- **ЗАДАНИЕ 1**
Соберите все строки записей ниже, в которых есть слово «pattern», и перепишите их без изменений. Регистр букв учитывается.

- **ДОКУМЕНТ**
************

Всего пара фактов. Первый раз мы работали с ним вместе двадцать, кажется, лет назад — над фильмом «Отель "Новая Роза"». И в тот период своей жизни он все еще был довольно мятежен и к тому же все еще...(выдерживает паузу) как бы сказать... обычно о таком принято молчать.
Скажем так — прожигал жизнь.
Да, прожигал жизнь. Спасибо! Так вот, в те времена нам, конечно, удавалось что-то сделать вместе, но Абель был крайне ненадежным, не очень заслуживающим доверия человеком. По сравнению с тем, какой он сейчас, так точно. Шли годы, он бросил вредные привычки, стал буддистом, мы оба поселились в Риме по соседству... Все эти перемены в наших частных жизнях повлияли на наши отношения в лучшую сторону.
Феррара осмелился меня таким принять. И он делает сложные, но амбициозные фильмы. Более того, так как он, по крайней мере, в последние несколько лет, вывел себя из зоны комфорта американского кинопроизводства, часто единственный шанс этих фильмов состояться с точки зрения финансирования — это работа со мной. Мне же просто нравится быть с ним рядом. Он странным образом искренен, странным образом увлечен — и он всегда владел хорошим чувством кинематографа. Нам здорово вместе, мы смеемся, веселимся, обмениваемся идеями и развиваем идеи друг друга. Да, я вполне плодотворно сотрудничаю и с другими режиссерами, но не на таком уровне, как с Абелем — он приглашает меня на очень ранней стадии, делится своими мыслями, я даю фидбэк, он развивает тему, и так далее. Этот процесс с годами стал естественным. Фильмы Феррары всегда непросто создаются, но они всегда ставят передо мной те вызовы, которые мне интересны. В конце концов, в работе над ними мне никогда не бывает скучно.

************

- **МАТЕРИАЛ ДЛЯ ЗАДАНИЯ**
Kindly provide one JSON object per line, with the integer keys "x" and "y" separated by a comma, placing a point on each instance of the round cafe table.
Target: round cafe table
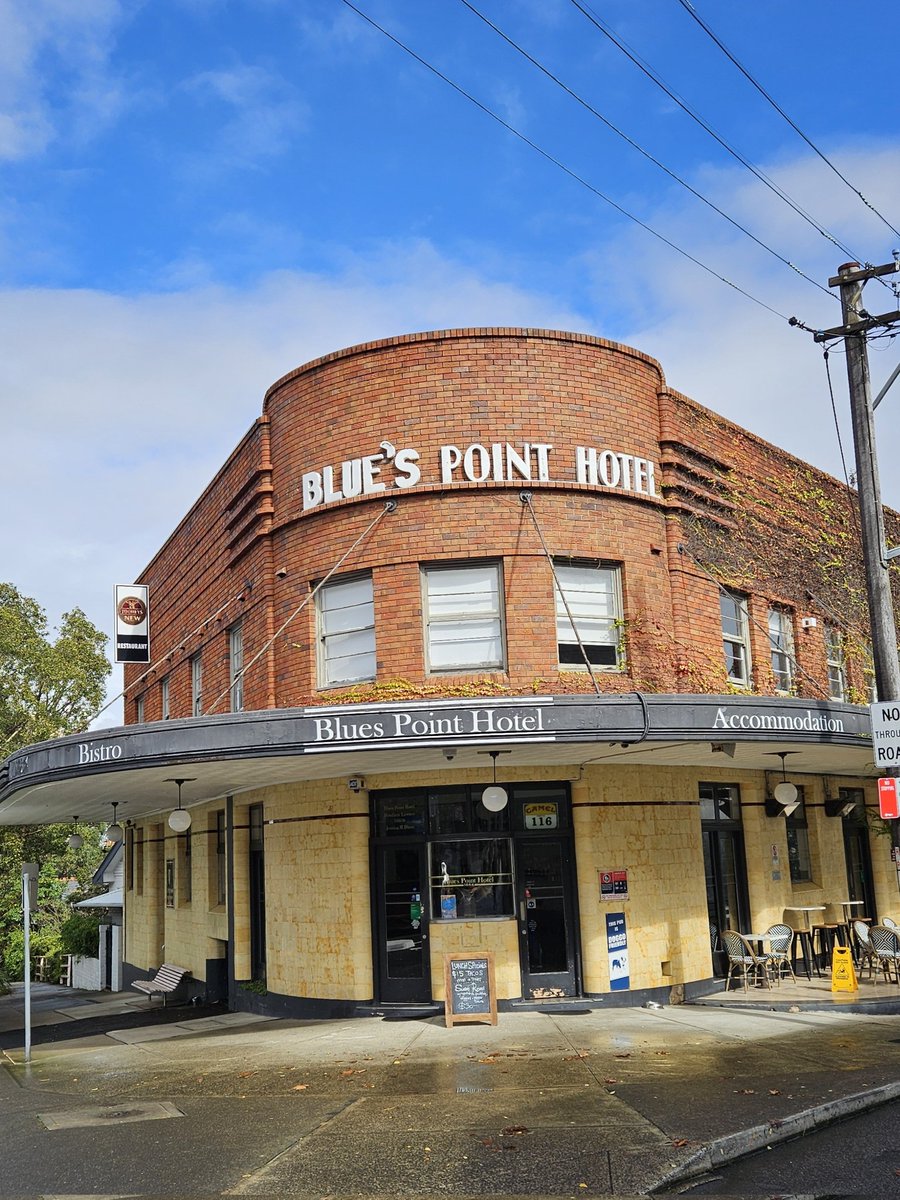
{"x": 804, "y": 935}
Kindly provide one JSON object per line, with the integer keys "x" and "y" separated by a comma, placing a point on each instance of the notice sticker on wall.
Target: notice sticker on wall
{"x": 617, "y": 951}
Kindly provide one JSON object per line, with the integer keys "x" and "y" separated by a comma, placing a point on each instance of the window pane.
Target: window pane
{"x": 587, "y": 605}
{"x": 463, "y": 617}
{"x": 472, "y": 879}
{"x": 347, "y": 637}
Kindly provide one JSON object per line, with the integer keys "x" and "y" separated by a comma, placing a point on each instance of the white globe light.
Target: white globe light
{"x": 495, "y": 798}
{"x": 785, "y": 792}
{"x": 180, "y": 820}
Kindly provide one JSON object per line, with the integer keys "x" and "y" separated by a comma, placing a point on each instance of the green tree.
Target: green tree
{"x": 48, "y": 687}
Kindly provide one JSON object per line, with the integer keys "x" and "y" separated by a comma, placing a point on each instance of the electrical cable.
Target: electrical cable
{"x": 559, "y": 165}
{"x": 691, "y": 11}
{"x": 641, "y": 150}
{"x": 390, "y": 507}
{"x": 683, "y": 105}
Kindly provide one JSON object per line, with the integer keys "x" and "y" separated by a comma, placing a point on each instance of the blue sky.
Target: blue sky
{"x": 197, "y": 196}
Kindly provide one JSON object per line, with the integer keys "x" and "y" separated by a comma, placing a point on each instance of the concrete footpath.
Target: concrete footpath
{"x": 127, "y": 1099}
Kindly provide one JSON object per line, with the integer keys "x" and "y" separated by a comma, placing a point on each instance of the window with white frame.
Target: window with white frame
{"x": 784, "y": 664}
{"x": 736, "y": 637}
{"x": 837, "y": 663}
{"x": 235, "y": 666}
{"x": 346, "y": 631}
{"x": 588, "y": 616}
{"x": 196, "y": 685}
{"x": 463, "y": 617}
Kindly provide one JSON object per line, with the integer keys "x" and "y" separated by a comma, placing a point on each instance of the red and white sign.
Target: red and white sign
{"x": 888, "y": 799}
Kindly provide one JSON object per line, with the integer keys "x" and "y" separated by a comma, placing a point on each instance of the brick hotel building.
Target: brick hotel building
{"x": 486, "y": 640}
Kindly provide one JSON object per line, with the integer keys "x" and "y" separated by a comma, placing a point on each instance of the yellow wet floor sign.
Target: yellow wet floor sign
{"x": 844, "y": 977}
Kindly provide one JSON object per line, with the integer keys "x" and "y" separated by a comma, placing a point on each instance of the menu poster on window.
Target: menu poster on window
{"x": 613, "y": 885}
{"x": 617, "y": 951}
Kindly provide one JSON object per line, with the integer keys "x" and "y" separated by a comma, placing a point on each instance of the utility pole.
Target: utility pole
{"x": 857, "y": 323}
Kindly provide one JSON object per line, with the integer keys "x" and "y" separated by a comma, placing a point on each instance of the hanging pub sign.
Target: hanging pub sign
{"x": 132, "y": 623}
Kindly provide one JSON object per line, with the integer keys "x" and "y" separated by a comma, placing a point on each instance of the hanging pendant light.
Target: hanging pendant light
{"x": 179, "y": 820}
{"x": 495, "y": 798}
{"x": 115, "y": 833}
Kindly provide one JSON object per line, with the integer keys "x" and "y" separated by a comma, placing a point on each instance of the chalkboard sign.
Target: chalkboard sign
{"x": 469, "y": 989}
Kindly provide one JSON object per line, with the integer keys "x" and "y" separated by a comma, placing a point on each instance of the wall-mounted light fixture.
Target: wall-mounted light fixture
{"x": 785, "y": 798}
{"x": 839, "y": 805}
{"x": 179, "y": 820}
{"x": 115, "y": 833}
{"x": 726, "y": 748}
{"x": 495, "y": 798}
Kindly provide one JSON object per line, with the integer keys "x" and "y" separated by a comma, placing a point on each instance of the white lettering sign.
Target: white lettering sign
{"x": 495, "y": 462}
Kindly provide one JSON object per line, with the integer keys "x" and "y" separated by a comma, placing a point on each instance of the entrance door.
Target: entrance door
{"x": 726, "y": 889}
{"x": 546, "y": 918}
{"x": 401, "y": 886}
{"x": 859, "y": 865}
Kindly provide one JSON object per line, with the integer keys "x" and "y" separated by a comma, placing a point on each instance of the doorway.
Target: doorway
{"x": 546, "y": 918}
{"x": 403, "y": 971}
{"x": 857, "y": 856}
{"x": 725, "y": 867}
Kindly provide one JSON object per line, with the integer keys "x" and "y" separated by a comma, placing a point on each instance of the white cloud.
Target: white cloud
{"x": 75, "y": 39}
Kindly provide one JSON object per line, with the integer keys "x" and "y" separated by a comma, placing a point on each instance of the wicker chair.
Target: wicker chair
{"x": 865, "y": 955}
{"x": 886, "y": 951}
{"x": 744, "y": 960}
{"x": 779, "y": 955}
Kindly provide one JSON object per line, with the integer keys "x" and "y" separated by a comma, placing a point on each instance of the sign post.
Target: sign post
{"x": 29, "y": 901}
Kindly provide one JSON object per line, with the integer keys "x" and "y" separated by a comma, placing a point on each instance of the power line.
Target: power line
{"x": 641, "y": 150}
{"x": 736, "y": 154}
{"x": 561, "y": 166}
{"x": 691, "y": 11}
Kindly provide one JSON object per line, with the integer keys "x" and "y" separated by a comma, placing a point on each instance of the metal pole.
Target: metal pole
{"x": 877, "y": 581}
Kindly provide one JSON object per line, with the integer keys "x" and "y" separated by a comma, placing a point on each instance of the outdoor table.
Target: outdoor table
{"x": 805, "y": 935}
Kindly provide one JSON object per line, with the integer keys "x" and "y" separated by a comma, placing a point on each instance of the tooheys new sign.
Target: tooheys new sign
{"x": 132, "y": 623}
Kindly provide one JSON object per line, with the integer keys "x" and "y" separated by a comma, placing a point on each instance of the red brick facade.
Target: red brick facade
{"x": 707, "y": 501}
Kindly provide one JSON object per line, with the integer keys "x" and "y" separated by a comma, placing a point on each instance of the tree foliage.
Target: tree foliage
{"x": 48, "y": 687}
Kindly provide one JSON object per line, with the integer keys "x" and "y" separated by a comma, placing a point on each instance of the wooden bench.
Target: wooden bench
{"x": 166, "y": 981}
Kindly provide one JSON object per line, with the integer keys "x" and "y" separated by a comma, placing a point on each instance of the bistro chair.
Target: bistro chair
{"x": 865, "y": 955}
{"x": 779, "y": 955}
{"x": 744, "y": 960}
{"x": 886, "y": 952}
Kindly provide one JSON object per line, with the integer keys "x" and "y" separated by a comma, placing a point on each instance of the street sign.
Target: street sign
{"x": 886, "y": 732}
{"x": 888, "y": 799}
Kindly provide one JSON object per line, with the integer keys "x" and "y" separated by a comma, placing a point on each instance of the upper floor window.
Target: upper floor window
{"x": 588, "y": 616}
{"x": 463, "y": 617}
{"x": 346, "y": 634}
{"x": 784, "y": 664}
{"x": 196, "y": 685}
{"x": 235, "y": 666}
{"x": 736, "y": 637}
{"x": 837, "y": 663}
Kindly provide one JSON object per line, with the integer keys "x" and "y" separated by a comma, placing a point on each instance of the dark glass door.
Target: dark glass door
{"x": 546, "y": 918}
{"x": 859, "y": 867}
{"x": 403, "y": 964}
{"x": 726, "y": 889}
{"x": 257, "y": 893}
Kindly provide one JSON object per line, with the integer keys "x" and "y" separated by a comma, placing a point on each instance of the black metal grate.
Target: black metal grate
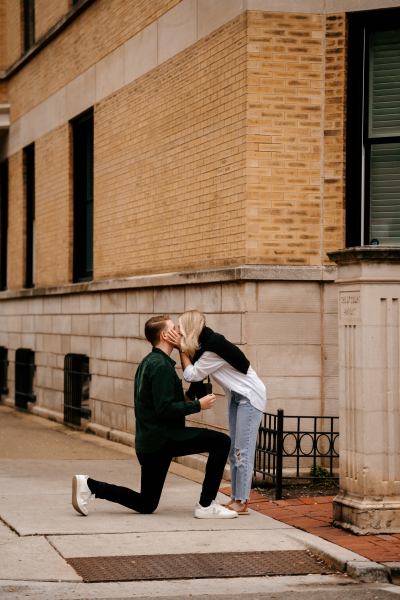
{"x": 198, "y": 566}
{"x": 282, "y": 436}
{"x": 24, "y": 372}
{"x": 76, "y": 388}
{"x": 3, "y": 371}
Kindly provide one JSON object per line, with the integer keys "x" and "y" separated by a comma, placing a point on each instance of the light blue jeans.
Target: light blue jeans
{"x": 244, "y": 421}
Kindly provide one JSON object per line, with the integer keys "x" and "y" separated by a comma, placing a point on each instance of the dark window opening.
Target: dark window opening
{"x": 3, "y": 224}
{"x": 29, "y": 168}
{"x": 29, "y": 24}
{"x": 24, "y": 372}
{"x": 76, "y": 388}
{"x": 3, "y": 371}
{"x": 373, "y": 129}
{"x": 83, "y": 197}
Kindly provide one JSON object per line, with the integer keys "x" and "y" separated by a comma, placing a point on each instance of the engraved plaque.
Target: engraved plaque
{"x": 350, "y": 306}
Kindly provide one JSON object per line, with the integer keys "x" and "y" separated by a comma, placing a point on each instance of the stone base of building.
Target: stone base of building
{"x": 366, "y": 516}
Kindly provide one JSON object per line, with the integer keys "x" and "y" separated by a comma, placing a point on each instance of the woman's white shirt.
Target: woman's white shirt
{"x": 231, "y": 380}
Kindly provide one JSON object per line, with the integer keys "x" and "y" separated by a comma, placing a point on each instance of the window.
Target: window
{"x": 83, "y": 197}
{"x": 29, "y": 24}
{"x": 29, "y": 169}
{"x": 24, "y": 372}
{"x": 3, "y": 224}
{"x": 373, "y": 129}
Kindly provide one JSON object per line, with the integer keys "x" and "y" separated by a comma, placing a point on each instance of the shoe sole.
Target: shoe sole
{"x": 75, "y": 495}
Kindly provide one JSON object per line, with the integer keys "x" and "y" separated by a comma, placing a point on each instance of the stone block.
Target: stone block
{"x": 137, "y": 349}
{"x": 113, "y": 415}
{"x": 113, "y": 302}
{"x": 213, "y": 15}
{"x": 292, "y": 387}
{"x": 80, "y": 344}
{"x": 331, "y": 328}
{"x": 289, "y": 297}
{"x": 113, "y": 349}
{"x": 110, "y": 73}
{"x": 101, "y": 325}
{"x": 43, "y": 324}
{"x": 61, "y": 324}
{"x": 15, "y": 324}
{"x": 141, "y": 53}
{"x": 289, "y": 361}
{"x": 331, "y": 298}
{"x": 71, "y": 304}
{"x": 205, "y": 298}
{"x": 81, "y": 93}
{"x": 99, "y": 367}
{"x": 122, "y": 370}
{"x": 230, "y": 325}
{"x": 80, "y": 325}
{"x": 239, "y": 297}
{"x": 90, "y": 303}
{"x": 169, "y": 300}
{"x": 52, "y": 305}
{"x": 102, "y": 388}
{"x": 124, "y": 391}
{"x": 282, "y": 329}
{"x": 52, "y": 343}
{"x": 126, "y": 325}
{"x": 35, "y": 306}
{"x": 177, "y": 30}
{"x": 28, "y": 324}
{"x": 140, "y": 301}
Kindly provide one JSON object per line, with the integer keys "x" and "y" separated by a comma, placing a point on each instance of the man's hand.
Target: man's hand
{"x": 174, "y": 337}
{"x": 207, "y": 402}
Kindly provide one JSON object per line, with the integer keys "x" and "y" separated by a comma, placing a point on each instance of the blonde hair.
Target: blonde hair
{"x": 192, "y": 323}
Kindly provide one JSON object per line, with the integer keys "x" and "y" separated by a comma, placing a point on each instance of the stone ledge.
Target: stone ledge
{"x": 242, "y": 273}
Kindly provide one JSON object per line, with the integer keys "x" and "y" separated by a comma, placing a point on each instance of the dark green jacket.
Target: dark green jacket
{"x": 160, "y": 408}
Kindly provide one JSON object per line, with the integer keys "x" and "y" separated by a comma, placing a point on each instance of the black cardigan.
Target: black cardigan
{"x": 215, "y": 342}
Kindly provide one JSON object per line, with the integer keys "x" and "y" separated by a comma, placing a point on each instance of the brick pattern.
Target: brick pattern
{"x": 54, "y": 207}
{"x": 169, "y": 163}
{"x": 95, "y": 33}
{"x": 16, "y": 222}
{"x": 48, "y": 13}
{"x": 314, "y": 515}
{"x": 335, "y": 133}
{"x": 14, "y": 29}
{"x": 284, "y": 138}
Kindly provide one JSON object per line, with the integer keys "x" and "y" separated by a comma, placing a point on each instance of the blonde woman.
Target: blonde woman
{"x": 205, "y": 353}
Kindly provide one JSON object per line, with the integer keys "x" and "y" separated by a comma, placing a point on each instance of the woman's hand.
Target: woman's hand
{"x": 207, "y": 402}
{"x": 174, "y": 337}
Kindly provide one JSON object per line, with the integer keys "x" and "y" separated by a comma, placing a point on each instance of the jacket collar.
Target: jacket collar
{"x": 158, "y": 351}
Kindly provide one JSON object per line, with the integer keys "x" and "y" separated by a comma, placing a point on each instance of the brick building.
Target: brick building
{"x": 163, "y": 155}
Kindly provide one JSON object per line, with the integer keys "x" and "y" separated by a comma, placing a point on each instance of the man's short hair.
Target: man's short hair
{"x": 154, "y": 327}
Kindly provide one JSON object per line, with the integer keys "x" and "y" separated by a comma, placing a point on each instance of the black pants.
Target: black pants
{"x": 155, "y": 466}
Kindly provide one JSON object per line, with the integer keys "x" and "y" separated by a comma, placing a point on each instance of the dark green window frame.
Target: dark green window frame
{"x": 82, "y": 129}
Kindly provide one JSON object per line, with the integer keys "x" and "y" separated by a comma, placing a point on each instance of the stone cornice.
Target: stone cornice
{"x": 240, "y": 274}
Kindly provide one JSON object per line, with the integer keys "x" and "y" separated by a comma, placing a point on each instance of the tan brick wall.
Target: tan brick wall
{"x": 14, "y": 30}
{"x": 16, "y": 222}
{"x": 284, "y": 126}
{"x": 53, "y": 208}
{"x": 95, "y": 33}
{"x": 48, "y": 13}
{"x": 169, "y": 190}
{"x": 335, "y": 133}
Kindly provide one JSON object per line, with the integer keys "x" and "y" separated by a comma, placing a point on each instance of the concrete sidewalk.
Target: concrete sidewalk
{"x": 39, "y": 528}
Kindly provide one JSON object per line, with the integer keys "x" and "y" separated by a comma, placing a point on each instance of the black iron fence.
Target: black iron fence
{"x": 301, "y": 441}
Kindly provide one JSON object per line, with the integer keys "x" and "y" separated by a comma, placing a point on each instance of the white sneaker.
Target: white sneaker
{"x": 214, "y": 511}
{"x": 80, "y": 493}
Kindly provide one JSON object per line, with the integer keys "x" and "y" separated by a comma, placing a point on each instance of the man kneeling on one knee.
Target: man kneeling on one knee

************

- **ЗАДАНИЕ 2**
Выведите дословно отрывок из текста о работе с Феррарой. Начните с места, где стоят слова «Всего пара фактов.», и остановитесь после слов «в лучшую сторону.».

- **ГОТОВЫЙ ОТВЕТ 1**
Kindly provide one JSON object per line, with the integer keys "x" and "y" separated by a comma, placing a point on each instance of the brick pattern.
Target: brick pattern

- **ГОТОВЫЙ ОТВЕТ 2**
Всего пара фактов. Первый раз мы работали с ним вместе двадцать, кажется, лет назад — над фильмом «Отель "Новая Роза"». И в тот период своей жизни он все еще был довольно мятежен и к тому же все еще...(выдерживает паузу) как бы сказать... обычно о таком принято молчать.
Скажем так — прожигал жизнь.
Да, прожигал жизнь. Спасибо! Так вот, в те времена нам, конечно, удавалось что-то сделать вместе, но Абель был крайне ненадежным, не очень заслуживающим доверия человеком. По сравнению с тем, какой он сейчас, так точно. Шли годы, он бросил вредные привычки, стал буддистом, мы оба поселились в Риме по соседству... Все эти перемены в наших частных жизнях повлияли на наши отношения в лучшую сторону.